An exact restatement of the data below, with the pictures removed, is the required answer.

┌─ Information

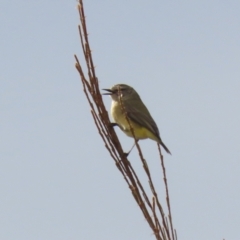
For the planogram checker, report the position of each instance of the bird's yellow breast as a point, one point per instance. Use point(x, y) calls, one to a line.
point(119, 117)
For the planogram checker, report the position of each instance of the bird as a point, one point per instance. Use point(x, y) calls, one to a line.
point(126, 102)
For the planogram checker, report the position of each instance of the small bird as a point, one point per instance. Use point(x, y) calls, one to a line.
point(127, 102)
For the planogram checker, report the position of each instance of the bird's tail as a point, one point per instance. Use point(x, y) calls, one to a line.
point(165, 148)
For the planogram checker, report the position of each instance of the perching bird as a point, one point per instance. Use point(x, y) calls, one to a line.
point(127, 102)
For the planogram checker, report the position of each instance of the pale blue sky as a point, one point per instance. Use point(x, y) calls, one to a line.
point(57, 181)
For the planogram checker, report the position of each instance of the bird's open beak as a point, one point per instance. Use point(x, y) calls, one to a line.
point(109, 92)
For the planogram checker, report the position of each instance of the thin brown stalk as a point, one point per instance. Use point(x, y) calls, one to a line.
point(107, 133)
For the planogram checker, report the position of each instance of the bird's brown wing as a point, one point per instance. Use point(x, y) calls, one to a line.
point(143, 118)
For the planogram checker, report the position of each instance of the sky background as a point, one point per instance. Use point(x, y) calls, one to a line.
point(57, 180)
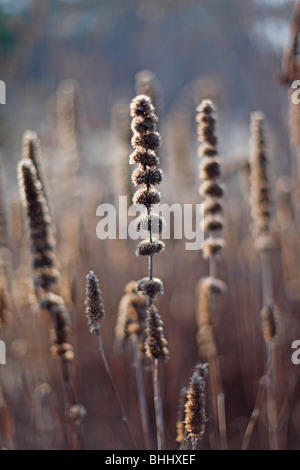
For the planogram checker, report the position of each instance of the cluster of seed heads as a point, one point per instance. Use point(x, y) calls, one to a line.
point(209, 172)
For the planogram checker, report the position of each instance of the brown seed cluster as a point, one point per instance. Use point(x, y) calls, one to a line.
point(210, 172)
point(156, 343)
point(195, 408)
point(206, 290)
point(146, 142)
point(260, 198)
point(43, 258)
point(94, 307)
point(132, 312)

└─

■ Response ■
For the planogram checker, report the position of each instance of the bird's yellow breast as a point, one point per instance. Use point(x, y) calls, one to a line.
point(119, 117)
For the planogram checker, report the position of each instance of the bird as a point, one point per instance. Use point(x, y) calls, one to a line.
point(126, 102)
For the planogram checker, report the position of each instance of the small bird as a point, one point per instance. Use point(x, y) calls, one to a line.
point(127, 102)
For the planogram checker, report the position of each instance of the bird's tail as a point, one point per instance. Use point(x, y) calls, one to a line.
point(165, 148)
For the planogram checker, report the position of each instance of the perching bird as a point, one point per instance. Use point(x, y) calls, one to a line.
point(127, 102)
For the planogram checker, report the position of each instance of the pale blue sky as a point, one point per instance. Use point(x, y) calls, one to a line.
point(57, 181)
For the planogram checker, report the position of each instance of the bird's open beak as a point, one point per instance. Use point(x, y) calls, one to a line.
point(109, 92)
For the planogram checker, report the position of each instance of the thin brown stalk as a point, one point per instance. Use point(x, y) calls, one to a line.
point(107, 133)
For the planogram checker, report the position of each instance of the bird's brown wing as a point, one point per instance. Use point(x, y) calls, one to a line.
point(143, 118)
For the planogram checker, report the position of each instance of the sky background as a point, one point per instance. Use point(x, y) calls, one to a line.
point(57, 180)
For the planogram checker, report the position of each instance of the cluster of seed heads as a point, one point per instance. Use point(x, y) calls, one to a line.
point(209, 172)
For the planogram checker, report the position of each instance of the brown seed cluster as a point, one point per instance. Use point(x, y) calls, one to a line.
point(210, 172)
point(156, 343)
point(195, 408)
point(206, 290)
point(146, 142)
point(260, 198)
point(43, 258)
point(94, 307)
point(132, 312)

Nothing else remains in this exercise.